Exercise requirements:
Could you arrange each line of the records below as an item in a numbered list, leaving out any blank lines?

— START OF Supplied information —

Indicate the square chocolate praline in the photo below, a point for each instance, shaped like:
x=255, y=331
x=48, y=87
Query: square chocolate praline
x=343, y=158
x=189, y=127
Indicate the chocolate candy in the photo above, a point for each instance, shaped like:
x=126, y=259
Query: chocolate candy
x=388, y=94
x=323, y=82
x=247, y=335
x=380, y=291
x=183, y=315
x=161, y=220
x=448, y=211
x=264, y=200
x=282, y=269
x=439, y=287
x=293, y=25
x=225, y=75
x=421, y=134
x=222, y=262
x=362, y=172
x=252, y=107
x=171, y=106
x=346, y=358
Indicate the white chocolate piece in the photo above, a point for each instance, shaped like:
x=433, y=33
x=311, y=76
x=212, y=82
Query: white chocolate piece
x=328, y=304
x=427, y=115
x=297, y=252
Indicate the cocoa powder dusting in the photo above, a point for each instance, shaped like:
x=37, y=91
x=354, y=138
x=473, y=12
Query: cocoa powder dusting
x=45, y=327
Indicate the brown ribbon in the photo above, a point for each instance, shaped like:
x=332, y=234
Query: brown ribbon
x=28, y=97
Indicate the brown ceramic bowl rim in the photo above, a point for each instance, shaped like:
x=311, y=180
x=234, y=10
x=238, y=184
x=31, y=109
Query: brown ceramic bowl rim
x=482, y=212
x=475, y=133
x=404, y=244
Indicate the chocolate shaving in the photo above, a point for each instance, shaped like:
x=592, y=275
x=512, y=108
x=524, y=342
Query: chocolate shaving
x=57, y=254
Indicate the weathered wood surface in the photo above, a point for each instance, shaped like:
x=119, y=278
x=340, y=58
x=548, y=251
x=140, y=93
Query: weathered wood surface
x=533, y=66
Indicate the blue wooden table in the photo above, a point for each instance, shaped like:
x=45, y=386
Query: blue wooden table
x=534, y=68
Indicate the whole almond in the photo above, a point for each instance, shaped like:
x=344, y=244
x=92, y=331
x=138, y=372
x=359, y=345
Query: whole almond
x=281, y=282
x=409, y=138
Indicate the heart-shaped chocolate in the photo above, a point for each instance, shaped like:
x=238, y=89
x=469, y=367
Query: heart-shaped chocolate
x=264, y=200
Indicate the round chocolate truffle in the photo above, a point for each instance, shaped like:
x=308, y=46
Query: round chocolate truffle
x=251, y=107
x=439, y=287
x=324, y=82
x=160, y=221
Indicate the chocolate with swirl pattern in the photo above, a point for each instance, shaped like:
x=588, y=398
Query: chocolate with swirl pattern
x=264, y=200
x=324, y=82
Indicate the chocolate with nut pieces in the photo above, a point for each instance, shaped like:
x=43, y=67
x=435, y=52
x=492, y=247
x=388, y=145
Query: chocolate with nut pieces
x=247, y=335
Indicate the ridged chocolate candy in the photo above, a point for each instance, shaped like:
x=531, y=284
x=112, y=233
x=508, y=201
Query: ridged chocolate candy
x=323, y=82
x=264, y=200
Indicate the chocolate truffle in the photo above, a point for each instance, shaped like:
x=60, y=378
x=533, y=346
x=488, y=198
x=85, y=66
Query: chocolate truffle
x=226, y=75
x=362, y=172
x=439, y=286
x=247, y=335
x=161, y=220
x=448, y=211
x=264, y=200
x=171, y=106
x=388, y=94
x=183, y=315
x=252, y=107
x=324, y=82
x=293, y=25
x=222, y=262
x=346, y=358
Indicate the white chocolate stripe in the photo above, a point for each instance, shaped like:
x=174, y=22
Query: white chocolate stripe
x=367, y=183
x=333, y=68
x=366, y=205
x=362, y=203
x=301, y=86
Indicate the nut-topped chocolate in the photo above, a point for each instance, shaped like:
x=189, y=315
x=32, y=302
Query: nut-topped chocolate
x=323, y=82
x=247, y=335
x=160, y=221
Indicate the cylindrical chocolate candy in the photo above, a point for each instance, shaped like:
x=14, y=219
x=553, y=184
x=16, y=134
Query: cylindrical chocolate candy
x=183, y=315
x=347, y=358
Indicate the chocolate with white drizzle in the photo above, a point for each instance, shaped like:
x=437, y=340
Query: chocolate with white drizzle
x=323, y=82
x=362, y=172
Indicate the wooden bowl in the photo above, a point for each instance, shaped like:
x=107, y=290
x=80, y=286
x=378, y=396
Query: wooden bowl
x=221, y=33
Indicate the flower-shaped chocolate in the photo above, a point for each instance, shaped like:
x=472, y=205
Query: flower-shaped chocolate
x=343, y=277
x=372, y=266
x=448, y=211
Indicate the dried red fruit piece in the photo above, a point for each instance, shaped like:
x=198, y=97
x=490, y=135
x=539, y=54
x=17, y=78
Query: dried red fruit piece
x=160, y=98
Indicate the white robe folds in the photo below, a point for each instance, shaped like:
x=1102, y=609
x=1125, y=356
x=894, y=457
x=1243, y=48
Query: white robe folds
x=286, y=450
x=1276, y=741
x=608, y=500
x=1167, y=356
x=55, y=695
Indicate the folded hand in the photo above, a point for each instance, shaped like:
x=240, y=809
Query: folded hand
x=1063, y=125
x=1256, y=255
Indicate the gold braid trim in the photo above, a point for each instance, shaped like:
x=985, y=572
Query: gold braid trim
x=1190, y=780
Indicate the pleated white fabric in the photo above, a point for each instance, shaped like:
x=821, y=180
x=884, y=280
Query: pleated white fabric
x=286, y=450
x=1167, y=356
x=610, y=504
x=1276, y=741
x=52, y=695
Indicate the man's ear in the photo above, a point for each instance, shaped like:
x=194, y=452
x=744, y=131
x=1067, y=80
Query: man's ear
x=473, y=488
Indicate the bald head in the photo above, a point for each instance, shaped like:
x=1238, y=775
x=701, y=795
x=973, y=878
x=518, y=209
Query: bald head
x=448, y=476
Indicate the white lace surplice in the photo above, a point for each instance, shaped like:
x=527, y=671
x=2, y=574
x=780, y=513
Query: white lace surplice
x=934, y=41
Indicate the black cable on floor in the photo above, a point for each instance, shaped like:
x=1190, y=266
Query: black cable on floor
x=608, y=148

— END OF Supplied information —

Result for this exercise:
1. Indicate the square chocolate praline in the photo below, a point for each instance, shaped like:
2. x=255, y=331
3. x=48, y=87
4. Query: square chocolate praline
5. x=343, y=158
6. x=189, y=127
7. Indicate the chocolate candy in the photo above, a point for each instance, shaped like:
8. x=126, y=259
9. Query: chocolate candy
10. x=388, y=94
11. x=323, y=82
12. x=247, y=335
13. x=380, y=291
14. x=183, y=315
15. x=161, y=220
16. x=448, y=211
17. x=264, y=200
18. x=282, y=269
19. x=439, y=287
20. x=293, y=25
21. x=225, y=75
22. x=421, y=134
23. x=222, y=262
24. x=362, y=172
25. x=252, y=107
26. x=171, y=106
27. x=346, y=358
28. Indicate the white chocolate piece in the photo above, a point for each instance, shaped like:
29. x=433, y=33
30. x=311, y=76
31. x=212, y=82
32. Query: white chocolate piece
33. x=328, y=304
34. x=427, y=115
35. x=297, y=252
36. Indicate the cocoa powder dusting in the photo above, a point for each instance, shaped like:
37. x=37, y=91
38. x=354, y=138
39. x=473, y=12
40. Query: cocoa powder dusting
41. x=45, y=327
42. Indicate the brown ribbon in the photo above, a point for each instance, shaped like:
43. x=332, y=234
44. Query: brown ribbon
45. x=28, y=97
46. Indicate the brown ceramic bowl rim in the photo above, a point for each instance, shaped like:
47. x=311, y=180
48. x=234, y=10
49. x=238, y=184
50. x=31, y=109
51. Query: brown ceramic bowl rim
52. x=482, y=212
53. x=475, y=133
54. x=404, y=244
55. Indicate the chocolate shaving in the photo above, a point for each instance, shaped like:
56. x=592, y=275
57. x=512, y=108
58. x=524, y=342
59. Query: chocolate shaving
60. x=57, y=254
61. Indicate the weathered wood surface in the photo above, a point for each instance, shaped like:
62. x=119, y=278
63. x=340, y=58
64. x=548, y=251
65. x=140, y=93
66. Query: weathered wood surface
67. x=533, y=66
68. Indicate the blue wooden table in the photo above, a point for each instance, shaped like:
69. x=45, y=386
70. Query: blue wooden table
71. x=534, y=68
72. Indicate the whole almond in the photo above, a point for each instance, shaped like:
73. x=344, y=244
74. x=92, y=331
75. x=138, y=372
76. x=359, y=345
77. Query: whole almond
78. x=281, y=282
79. x=409, y=138
80. Indicate the heart-shaped chocolate in the photo above, a point for each instance, shaped like:
81. x=238, y=89
82. x=469, y=367
83. Query: heart-shaped chocolate
84. x=264, y=200
85. Indicate the round chocolate truffle in the photo above, a point for each instance, shaped like:
86. x=308, y=46
87. Query: round chocolate truffle
88. x=251, y=107
89. x=439, y=287
90. x=324, y=82
91. x=160, y=221
92. Indicate the chocolate with swirl pattern in the photo above, a point for each instance, shaped like:
93. x=588, y=398
94. Query: chocolate with swirl pattern
95. x=264, y=200
96. x=324, y=82
97. Indicate the chocolate with nut pieces in the photo above, a point for each instance, shaped like:
98. x=43, y=67
99. x=435, y=52
100. x=492, y=247
101. x=388, y=145
102. Query: chocolate with nut pieces
103. x=247, y=335
104. Indicate the ridged chocolate candy in the photo above, a point for each instance, shaped like:
105. x=531, y=284
106. x=112, y=233
107. x=508, y=201
108. Query: ridged chocolate candy
109. x=323, y=82
110. x=264, y=200
111. Indicate the chocolate truffle in the photo above, a point for each instance, shaped like:
112. x=60, y=378
113. x=533, y=346
114. x=488, y=198
115. x=85, y=66
116. Query: chocolate truffle
117. x=226, y=75
118. x=362, y=172
119. x=439, y=286
120. x=247, y=335
121. x=161, y=220
122. x=448, y=211
123. x=264, y=200
124. x=171, y=106
125. x=388, y=94
126. x=183, y=315
127. x=252, y=107
128. x=324, y=82
129. x=293, y=25
130. x=222, y=262
131. x=346, y=358
132. Indicate the white chocolate stripe in the photo above, a point for each instance, shaped like:
133. x=174, y=22
134. Query: white chocolate stripe
135. x=367, y=183
136. x=333, y=68
137. x=366, y=205
138. x=362, y=203
139. x=301, y=86
140. Indicate the nut-topped chocolate in the photo above, a point for each instance, shaped like:
141. x=189, y=315
142. x=32, y=302
143. Query: nut-topped chocolate
144. x=323, y=82
145. x=247, y=335
146. x=160, y=221
147. Indicate the cylindrical chocolate candy in the photo above, a point for each instance, shaped like:
148. x=14, y=219
149. x=553, y=184
150. x=16, y=134
151. Query: cylindrical chocolate candy
152. x=183, y=315
153. x=347, y=358
154. Indicate the chocolate with white drizzle in the photo above, a point for each instance, shaped like:
155. x=437, y=340
156. Query: chocolate with white drizzle
157. x=323, y=82
158. x=362, y=172
159. Indicate the wooden bowl in the photo above, a point for each instance, shaped like:
160. x=107, y=290
161. x=80, y=286
162. x=378, y=396
163. Query: wooden bowl
164. x=221, y=33
165. Indicate the flower-shaped chocolate in the photo above, a point for each instance, shaped like:
166. x=472, y=205
167. Query: flower-shaped chocolate
168. x=343, y=277
169. x=372, y=266
170. x=448, y=211
171. Indicate the dried red fruit piece in the photo above, a point for each instance, shaped like:
172. x=198, y=97
173. x=490, y=135
174. x=539, y=54
175. x=17, y=78
176. Query: dried red fruit piece
177. x=160, y=98
178. Indicate the white robe folds in the photo below, a point for each instance, shaped like:
179. x=1102, y=609
180. x=1125, y=356
181. x=894, y=457
182. x=1243, y=48
183. Query: white robe folds
184. x=286, y=450
185. x=1276, y=741
186. x=608, y=500
187. x=1167, y=356
188. x=55, y=695
189. Indicate the folded hand in the photo above, a point for each instance, shaped like:
190. x=240, y=809
191. Query: folded hand
192. x=1063, y=125
193. x=1256, y=255
194. Indicate the gold braid trim in the photo above, a point for each instance, shaped like:
195. x=985, y=572
196. Query: gold braid trim
197. x=1190, y=780
198. Indicate the pleated white fabric in the photo above, a point for each instance, shaped like:
199. x=821, y=180
200. x=884, y=280
201. Query: pleated white fabric
202. x=286, y=450
203. x=1167, y=356
204. x=610, y=504
205. x=1276, y=741
206. x=52, y=695
207. Indicate the man's ear in the photo above, a point for each instance, shaped like:
208. x=194, y=452
209. x=744, y=131
210. x=1067, y=80
211. Query: man's ear
212. x=473, y=488
213. Indicate the bald head in the photo above, a point for each instance, shaped like:
214. x=1238, y=775
215. x=701, y=795
216. x=973, y=878
217. x=518, y=209
218. Query: bald head
219. x=448, y=476
220. Indicate the white lace surplice in the photo above, a point for each instance, shaped like:
221. x=527, y=671
222. x=2, y=574
223. x=780, y=513
224. Query: white lace surplice
225. x=934, y=41
226. Indicate the black cable on floor in the photo above, a point for each instance, shaped like:
227. x=1190, y=266
228. Query: black cable on floor
229. x=608, y=148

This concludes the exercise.